▶ [What you need to do] Reproduce the data below in full, substituting "descriptive phrase" for each occurrence of "noun phrase" and leaving everything else unchanged.
═══ Provided data
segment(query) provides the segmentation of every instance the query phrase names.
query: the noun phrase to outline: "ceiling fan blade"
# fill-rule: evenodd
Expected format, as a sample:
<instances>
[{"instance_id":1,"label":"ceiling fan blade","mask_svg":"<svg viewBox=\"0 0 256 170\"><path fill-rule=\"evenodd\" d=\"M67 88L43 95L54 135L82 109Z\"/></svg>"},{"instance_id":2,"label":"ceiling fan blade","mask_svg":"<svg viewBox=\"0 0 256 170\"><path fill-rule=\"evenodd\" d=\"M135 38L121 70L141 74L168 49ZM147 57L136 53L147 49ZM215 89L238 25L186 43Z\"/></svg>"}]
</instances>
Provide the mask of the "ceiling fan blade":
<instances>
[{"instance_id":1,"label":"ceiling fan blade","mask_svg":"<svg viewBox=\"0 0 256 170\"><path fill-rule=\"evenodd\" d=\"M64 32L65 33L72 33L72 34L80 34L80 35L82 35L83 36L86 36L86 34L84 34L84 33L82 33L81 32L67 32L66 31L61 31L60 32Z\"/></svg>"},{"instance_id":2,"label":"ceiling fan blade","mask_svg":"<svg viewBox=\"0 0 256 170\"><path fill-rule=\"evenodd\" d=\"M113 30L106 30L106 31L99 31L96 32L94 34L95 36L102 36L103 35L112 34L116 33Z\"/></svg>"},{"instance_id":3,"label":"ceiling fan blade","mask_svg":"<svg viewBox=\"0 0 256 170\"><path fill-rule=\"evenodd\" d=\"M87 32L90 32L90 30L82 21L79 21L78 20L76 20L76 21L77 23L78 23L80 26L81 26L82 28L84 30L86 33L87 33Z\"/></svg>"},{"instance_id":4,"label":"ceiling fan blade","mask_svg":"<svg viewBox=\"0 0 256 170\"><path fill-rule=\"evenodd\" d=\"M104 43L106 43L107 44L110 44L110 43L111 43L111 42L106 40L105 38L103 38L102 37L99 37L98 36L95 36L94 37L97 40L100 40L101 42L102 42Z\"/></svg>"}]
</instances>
══════
▶ [Exercise answer]
segment(query) provides the segmentation of every instance the query phrase names.
query: the descriptive phrase to outline: "ceiling fan blade"
# fill-rule: evenodd
Expected format, as a sample:
<instances>
[{"instance_id":1,"label":"ceiling fan blade","mask_svg":"<svg viewBox=\"0 0 256 170\"><path fill-rule=\"evenodd\" d=\"M67 88L43 95L54 135L82 109Z\"/></svg>"},{"instance_id":2,"label":"ceiling fan blade","mask_svg":"<svg viewBox=\"0 0 256 170\"><path fill-rule=\"evenodd\" d=\"M135 38L121 70L141 74L168 49ZM147 57L136 53L147 49ZM215 89L238 25L186 43Z\"/></svg>"}]
</instances>
Provide the mask of the "ceiling fan blade":
<instances>
[{"instance_id":1,"label":"ceiling fan blade","mask_svg":"<svg viewBox=\"0 0 256 170\"><path fill-rule=\"evenodd\" d=\"M64 32L65 33L72 33L72 34L80 34L80 35L82 35L83 36L86 36L86 34L84 34L84 33L82 33L81 32L67 32L66 31L61 31L60 32Z\"/></svg>"},{"instance_id":2,"label":"ceiling fan blade","mask_svg":"<svg viewBox=\"0 0 256 170\"><path fill-rule=\"evenodd\" d=\"M113 30L106 30L106 31L99 31L96 32L94 34L95 36L102 36L103 35L112 34L116 33Z\"/></svg>"},{"instance_id":3,"label":"ceiling fan blade","mask_svg":"<svg viewBox=\"0 0 256 170\"><path fill-rule=\"evenodd\" d=\"M87 32L90 32L90 30L82 21L79 21L78 20L76 20L76 21L77 23L78 23L80 26L81 26L82 28L84 30L86 33L87 33Z\"/></svg>"},{"instance_id":4,"label":"ceiling fan blade","mask_svg":"<svg viewBox=\"0 0 256 170\"><path fill-rule=\"evenodd\" d=\"M104 43L106 43L107 44L110 44L110 43L111 43L111 42L106 40L105 38L103 38L102 37L99 37L98 36L95 36L94 37L97 40L100 40L101 42L102 42Z\"/></svg>"}]
</instances>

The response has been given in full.